*Your goal*: Each entry must be reproduced precisely as it stands.

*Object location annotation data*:
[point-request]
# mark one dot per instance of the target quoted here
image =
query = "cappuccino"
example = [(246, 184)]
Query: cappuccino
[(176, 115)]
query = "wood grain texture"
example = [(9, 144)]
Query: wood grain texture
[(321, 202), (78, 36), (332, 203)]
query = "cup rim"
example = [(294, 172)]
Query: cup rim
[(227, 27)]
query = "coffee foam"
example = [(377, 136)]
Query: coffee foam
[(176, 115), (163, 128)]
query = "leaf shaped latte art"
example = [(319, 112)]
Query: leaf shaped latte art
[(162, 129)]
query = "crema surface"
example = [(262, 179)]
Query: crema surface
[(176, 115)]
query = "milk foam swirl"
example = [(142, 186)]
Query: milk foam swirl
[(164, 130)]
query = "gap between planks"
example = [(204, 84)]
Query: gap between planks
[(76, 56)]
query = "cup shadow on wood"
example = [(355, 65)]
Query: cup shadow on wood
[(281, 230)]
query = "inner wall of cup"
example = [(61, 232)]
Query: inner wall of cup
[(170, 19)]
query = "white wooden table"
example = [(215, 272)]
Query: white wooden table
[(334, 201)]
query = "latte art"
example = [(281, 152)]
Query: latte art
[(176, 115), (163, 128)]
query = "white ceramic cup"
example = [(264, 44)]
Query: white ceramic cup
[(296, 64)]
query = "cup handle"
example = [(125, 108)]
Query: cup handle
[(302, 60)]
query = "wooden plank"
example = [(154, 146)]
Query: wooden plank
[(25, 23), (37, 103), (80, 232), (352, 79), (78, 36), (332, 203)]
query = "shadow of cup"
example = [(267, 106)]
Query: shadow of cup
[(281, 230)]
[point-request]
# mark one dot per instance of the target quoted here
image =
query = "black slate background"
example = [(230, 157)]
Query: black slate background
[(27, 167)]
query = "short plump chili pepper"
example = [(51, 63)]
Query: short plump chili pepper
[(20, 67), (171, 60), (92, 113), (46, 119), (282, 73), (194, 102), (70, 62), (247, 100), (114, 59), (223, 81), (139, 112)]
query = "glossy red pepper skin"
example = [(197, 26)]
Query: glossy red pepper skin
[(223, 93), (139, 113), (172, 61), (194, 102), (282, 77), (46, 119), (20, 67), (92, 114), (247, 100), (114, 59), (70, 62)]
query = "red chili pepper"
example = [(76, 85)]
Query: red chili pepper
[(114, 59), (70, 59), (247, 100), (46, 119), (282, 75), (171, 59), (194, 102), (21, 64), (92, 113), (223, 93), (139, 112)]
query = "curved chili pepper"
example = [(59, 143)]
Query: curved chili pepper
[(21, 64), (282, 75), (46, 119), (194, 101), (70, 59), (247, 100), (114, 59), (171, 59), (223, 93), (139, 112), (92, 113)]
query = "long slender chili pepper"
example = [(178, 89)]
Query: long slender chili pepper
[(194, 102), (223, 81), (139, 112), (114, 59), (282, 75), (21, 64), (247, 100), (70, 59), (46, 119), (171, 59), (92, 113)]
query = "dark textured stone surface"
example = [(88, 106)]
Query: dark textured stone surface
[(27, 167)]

*Result below*:
[point-request]
# mark one dot per instance of the target quoted here
image =
query = "cappuccino"
example = [(246, 184)]
Query: cappuccino
[(176, 115)]
query = "wood grain texture"
example = [(9, 144)]
Query: wood grain texture
[(321, 202), (78, 36), (332, 203)]
query = "cup rim"
example = [(294, 172)]
Query: cup rim
[(227, 27)]
query = "coffee foam"
example = [(377, 136)]
Query: coffee foam
[(176, 115), (163, 128)]
query = "leaf shaped latte art"
example = [(319, 112)]
Query: leaf shaped latte art
[(162, 129)]
query = "crema surface"
example = [(262, 179)]
Query: crema surface
[(176, 115)]
query = "milk foam swirl"
example = [(142, 186)]
Query: milk foam swirl
[(164, 130)]
query = "gap between planks"
example = [(204, 84)]
Query: gap between planks
[(76, 56)]
query = "cup shadow on wood"
example = [(355, 65)]
Query: cup shadow on wood
[(281, 230)]
query = "inner wall of cup"
example = [(61, 232)]
Query: inner wall of cup
[(170, 19)]
query = "white wooden table"
example = [(215, 272)]
Query: white wooden table
[(334, 201)]
query = "latte art"
example = [(281, 152)]
Query: latte art
[(176, 115), (163, 128)]
query = "white ceramic cup"
example = [(264, 44)]
Query: white ceramic cup
[(296, 64)]
query = "cup handle"
example = [(125, 108)]
Query: cup handle
[(302, 60)]
query = "wooden plank"
example = [(154, 146)]
Query: wooden plank
[(25, 23), (37, 103), (80, 232), (352, 79), (78, 36), (332, 203)]
query = "shadow of cup"
example = [(267, 106)]
Query: shadow of cup
[(281, 230)]
[point-request]
# mark one dot per instance of the target quoted here
image =
query = "black slate background"
example = [(230, 157)]
Query: black slate background
[(27, 167)]
query = "short plump chili pepper"
example = [(51, 63)]
Query: short plump chili pepper
[(20, 67), (171, 60), (92, 113), (46, 119), (282, 73), (194, 102), (70, 62), (247, 100), (114, 59), (223, 81), (139, 112)]
query = "glossy red pepper skin"
example = [(197, 26)]
Query: glossy red pepper skin
[(223, 93), (139, 113), (172, 61), (194, 102), (282, 77), (46, 119), (20, 67), (92, 114), (247, 100), (114, 59), (70, 62)]
query = "red chili pepper"
example = [(76, 85)]
Query: red chili pepper
[(114, 59), (70, 59), (247, 100), (46, 119), (282, 75), (171, 59), (194, 102), (21, 64), (92, 113), (223, 93), (139, 112)]
query = "curved chili pepper"
example = [(59, 143)]
Query: curved chili pepper
[(21, 64), (282, 75), (46, 119), (194, 101), (70, 59), (247, 100), (114, 59), (171, 59), (223, 93), (139, 112), (92, 113)]
query = "long slender chili pepper"
example = [(178, 89)]
Query: long slender chili pepper
[(194, 102), (223, 81), (139, 112), (114, 59), (282, 75), (21, 64), (247, 100), (70, 59), (46, 119), (171, 59), (92, 113)]
query = "dark textured stone surface"
example = [(88, 106)]
Query: dark textured stone surface
[(27, 167)]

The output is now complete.